--- Given data ---
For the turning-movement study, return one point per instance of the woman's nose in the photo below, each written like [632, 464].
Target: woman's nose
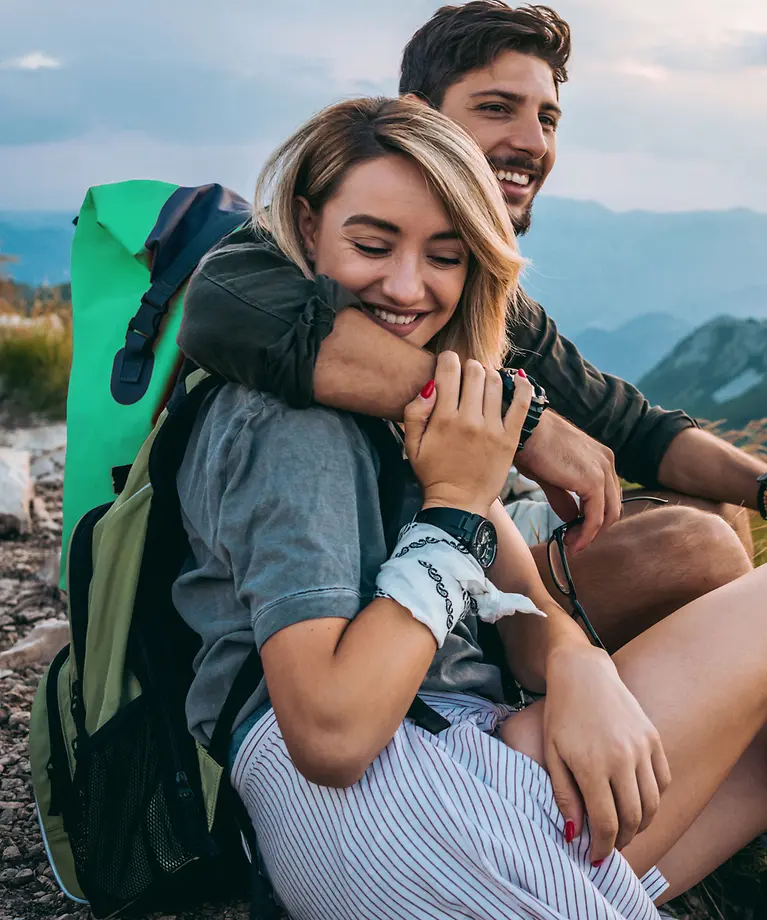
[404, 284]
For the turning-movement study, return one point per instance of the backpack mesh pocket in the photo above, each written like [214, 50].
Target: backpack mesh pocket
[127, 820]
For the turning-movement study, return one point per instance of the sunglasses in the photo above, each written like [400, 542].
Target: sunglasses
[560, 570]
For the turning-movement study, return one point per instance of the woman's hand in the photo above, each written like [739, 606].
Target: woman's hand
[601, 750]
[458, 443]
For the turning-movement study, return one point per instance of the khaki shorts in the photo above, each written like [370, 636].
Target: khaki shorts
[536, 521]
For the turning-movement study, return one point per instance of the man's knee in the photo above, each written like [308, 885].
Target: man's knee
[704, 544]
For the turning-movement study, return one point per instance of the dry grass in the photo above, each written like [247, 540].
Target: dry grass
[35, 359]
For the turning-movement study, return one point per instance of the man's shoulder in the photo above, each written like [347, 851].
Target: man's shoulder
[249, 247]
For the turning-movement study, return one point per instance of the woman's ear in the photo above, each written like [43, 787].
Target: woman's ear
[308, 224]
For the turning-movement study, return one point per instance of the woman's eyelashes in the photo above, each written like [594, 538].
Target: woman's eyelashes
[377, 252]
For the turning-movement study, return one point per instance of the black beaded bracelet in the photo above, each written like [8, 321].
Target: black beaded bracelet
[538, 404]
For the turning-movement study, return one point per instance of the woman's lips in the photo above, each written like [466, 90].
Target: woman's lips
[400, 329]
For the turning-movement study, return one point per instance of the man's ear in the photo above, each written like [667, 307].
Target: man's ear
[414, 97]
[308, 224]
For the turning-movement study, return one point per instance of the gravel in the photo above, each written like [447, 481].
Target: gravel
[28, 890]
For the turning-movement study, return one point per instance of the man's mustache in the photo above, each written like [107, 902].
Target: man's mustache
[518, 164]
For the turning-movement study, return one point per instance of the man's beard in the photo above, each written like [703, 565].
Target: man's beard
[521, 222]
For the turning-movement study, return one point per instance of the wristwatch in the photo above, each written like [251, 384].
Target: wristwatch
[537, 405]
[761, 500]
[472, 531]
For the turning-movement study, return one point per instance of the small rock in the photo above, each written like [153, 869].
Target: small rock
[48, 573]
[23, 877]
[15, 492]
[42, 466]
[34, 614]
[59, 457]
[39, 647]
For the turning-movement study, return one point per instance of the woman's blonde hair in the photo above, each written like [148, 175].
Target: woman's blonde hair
---
— The exercise —
Can you restate all the records above word for word while dropping the pictures?

— The solution —
For the turning-movement study, return one point per instance of the woman's nose in the photo below, each written like [632, 464].
Target: woman's nose
[404, 284]
For the turning-movement study, return one point per instance of the backpack mesh pocket in the photo above, each written like [214, 50].
Target: backpack mesh pocket
[127, 820]
For the turning-movement study, return one point per instance of the sunglasses in the photo above, each written like [400, 542].
Target: sunglasses
[560, 570]
For the turning-movement study, return one point per instance of the woman's hand in the photo above, each written like [739, 606].
Target: woman's hand
[601, 750]
[458, 443]
For the turning-movement study, return one point per instance of the khaki shorts in the photo above, each written like [370, 636].
Target: khaki shorts
[536, 521]
For the turning-movement study, return one point per instance of the man's knee in the photo above, each written like [308, 885].
Target: man's knee
[704, 544]
For the turning-movement study, return one point per instance of the dry grass in the photo above, each written like [247, 540].
Target: dry grass
[35, 359]
For the turning-movement study, return one point per instance of the man's shoulder in the photo above, each written like [347, 851].
Target: man's shoulder
[249, 247]
For the turning-movement study, return one point per instance of the woman's ear in the photo above, each written like [43, 787].
Target: woman's ear
[308, 224]
For the turning-movement study, return one point per instance of the woman's eyelashes in the photo above, each written like [594, 538].
Target: woman's eyelashes
[377, 252]
For the turning-movement study, return one point per instance of the black beaded bracelet in the photo above, each written like [8, 321].
Target: black beaded bracelet
[538, 404]
For the turning-movement study, return one point per instance of the woman's lips in the photo above, each written like [466, 90].
Target: woman's lips
[400, 329]
For the turning-movement study, return one point per instance of the man's ear in the photo above, each written like [667, 307].
Target: man's ear
[414, 97]
[308, 224]
For the turning-movement study, return one point per instance of the gravel in the photo above, each written like [447, 481].
Target: gravel
[28, 890]
For the turning-movement study, return one point per instance of the man's mustache in the photo above, each written like [107, 902].
Target: man's mustache
[518, 164]
For the turning-movement study, return one point per instance of the man's beard in the photo above, each written like [703, 565].
Target: man's beard
[521, 222]
For the turning-movement study, return one point per instance of the wristwatch in the photo above, each written like [251, 384].
Target: wristwatch
[537, 405]
[761, 500]
[472, 531]
For the turning-movement study, return one point per instance of the small rock in the photo above, each written like [153, 869].
Target: small rock
[48, 573]
[23, 877]
[15, 492]
[42, 466]
[34, 614]
[59, 457]
[39, 647]
For the turning-movement study, return one point per instance of the woman's blonde hair in the photo above, each written like [148, 175].
Target: woman's blonde hair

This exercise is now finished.